>> start PAGE EXTRACT
Federalism – Abstention and Certification
Even cases which arise under the national Constitution sometimes call for deference to state courts. For example, courts generally strive to avoid unnecessarily or prematurely addressing issues of national constitutional law. A national court ordinarily should refrain from deciding a case in which state action is challenged as violating the national Constitution, if unsettled questions of state law may be dispositive and obviate the need for the constitutional determination. Under such circumstances,
[16 FSM Intrm 559]
the national court may appropriately give the state court the opportunity to provide a definitive ruling as to state law. Narruhn v. Chuuk, 16 FSM Intrm. 558, 562 (Chk. 2009).
Federalism – Abstention and Certification
When there are identifiable, particularly strong state interests, such as when there are monetary claims against the state or its agencies, the national courts should exercise restraint and look with sympathy upon a state request for abstention. Narruhn v. Chuuk, 16 FSM Intrm. 558, 562 (Chk. 2009).
Federalism – Abstention and Certification
The likelihood of abstention, always discretionary, is increased when the state is a party; when the subject matter of the requested abstention is one involving local concerns that lie solidly within a state's sphere of interest; when the state has developed an administrative approach to deal with the specified issues; and when the issue presented is a "clean" legal issue, as opposed to a factual one. Narruhn v. Chuuk, 16 FSM Intrm. 558, 562 (Chk. 2009).
Property
Generally, what constitutes property and interests in property is purely a matter of state law. Narruhn v. Chuuk, 16 FSM Intrm. 558, 562 (Chk. 2009).
Federalism – Abstention and Certification
When what constitutes property and interests in property is purely a matter of state law; when the strong state interests in fiscal autonomy militate in favor of abstention in lawsuits against the state for monetary damages; and when the state is attempting (finally) to develop an administrative approach and policies to address monetary claims against it and its debts (both matters solidly within the state's sphere of interest), all of these considerations favor abstention. Narruhn v. Chuuk, 16 FSM Intrm. 558, 562 (Chk. 2009).
>> end PAGE EXTRACT
▶ SET PROBLEM 1
According to the abstention headnotes, what body of law generally governs what constitutes property and interests in property?
▶ SET PROBLEM 2
Based on the abstention headnotes, state whether each statement agrees with the text, giving yes or no and quoting the deciding words: (a) Abstention is always discretionary. (b) The likelihood of abstention decreases when the state is a party. (c) A factual issue makes abstention more likely than a legal one.
▶ SET PROBLEM 3
The abstention headnotes say a national court should ordinarily refrain from deciding a constitutional challenge to state action when state law is unsettled. Explain why, using the reasoning the text provides.
>> start ENTRIES SHOWN
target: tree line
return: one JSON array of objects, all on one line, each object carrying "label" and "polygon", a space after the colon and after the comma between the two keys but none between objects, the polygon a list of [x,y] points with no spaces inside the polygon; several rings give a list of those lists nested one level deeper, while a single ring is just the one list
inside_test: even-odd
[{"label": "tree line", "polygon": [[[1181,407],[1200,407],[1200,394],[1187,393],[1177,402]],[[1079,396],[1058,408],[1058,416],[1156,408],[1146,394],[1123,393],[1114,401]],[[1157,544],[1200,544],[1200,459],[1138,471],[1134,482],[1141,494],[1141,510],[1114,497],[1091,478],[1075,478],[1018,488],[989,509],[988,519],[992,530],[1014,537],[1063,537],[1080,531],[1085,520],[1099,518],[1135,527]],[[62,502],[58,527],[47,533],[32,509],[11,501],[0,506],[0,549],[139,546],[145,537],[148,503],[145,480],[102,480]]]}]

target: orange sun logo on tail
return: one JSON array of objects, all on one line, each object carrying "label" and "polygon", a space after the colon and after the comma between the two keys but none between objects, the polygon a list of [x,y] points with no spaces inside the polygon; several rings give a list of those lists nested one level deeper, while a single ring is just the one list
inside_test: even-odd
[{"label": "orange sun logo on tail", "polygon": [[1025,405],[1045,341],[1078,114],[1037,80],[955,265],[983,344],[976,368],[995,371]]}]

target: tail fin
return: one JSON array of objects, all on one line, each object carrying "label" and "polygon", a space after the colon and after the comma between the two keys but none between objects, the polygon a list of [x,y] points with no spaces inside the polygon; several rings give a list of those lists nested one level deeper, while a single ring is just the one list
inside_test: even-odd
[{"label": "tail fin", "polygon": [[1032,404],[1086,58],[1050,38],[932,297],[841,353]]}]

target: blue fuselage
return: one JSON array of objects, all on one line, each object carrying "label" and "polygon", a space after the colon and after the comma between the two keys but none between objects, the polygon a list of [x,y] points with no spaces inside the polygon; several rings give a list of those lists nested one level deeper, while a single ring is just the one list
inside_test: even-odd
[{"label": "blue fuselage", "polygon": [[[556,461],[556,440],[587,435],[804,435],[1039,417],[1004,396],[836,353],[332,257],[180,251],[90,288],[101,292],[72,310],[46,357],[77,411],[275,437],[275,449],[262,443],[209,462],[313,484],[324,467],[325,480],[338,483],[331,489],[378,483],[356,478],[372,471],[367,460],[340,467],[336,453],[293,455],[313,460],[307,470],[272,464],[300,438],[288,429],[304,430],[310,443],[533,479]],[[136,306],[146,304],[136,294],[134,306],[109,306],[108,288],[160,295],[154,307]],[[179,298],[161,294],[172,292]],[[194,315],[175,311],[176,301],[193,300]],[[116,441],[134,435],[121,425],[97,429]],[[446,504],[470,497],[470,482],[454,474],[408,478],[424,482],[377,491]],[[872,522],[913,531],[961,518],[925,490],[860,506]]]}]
>> end ENTRIES SHOWN
▶ COMPLETE OUTPUT 1
It is purely a matter of state law.

▶ COMPLETE OUTPUT 2
(a) Yes: "The likelihood of abstention, always discretionary"
(b) No: "is increased when the state is a party"
(c) No: "when the issue presented is a "clean" legal issue, as opposed to a factual one"

▶ COMPLETE OUTPUT 3
Courts generally try to avoid addressing issues of national constitutional law unnecessarily or prematurely. Unsettled questions of state law may be dispositive and obviate the need for the constitutional determination. The national court may therefore give the state court the opportunity to provide a definitive ruling on state law.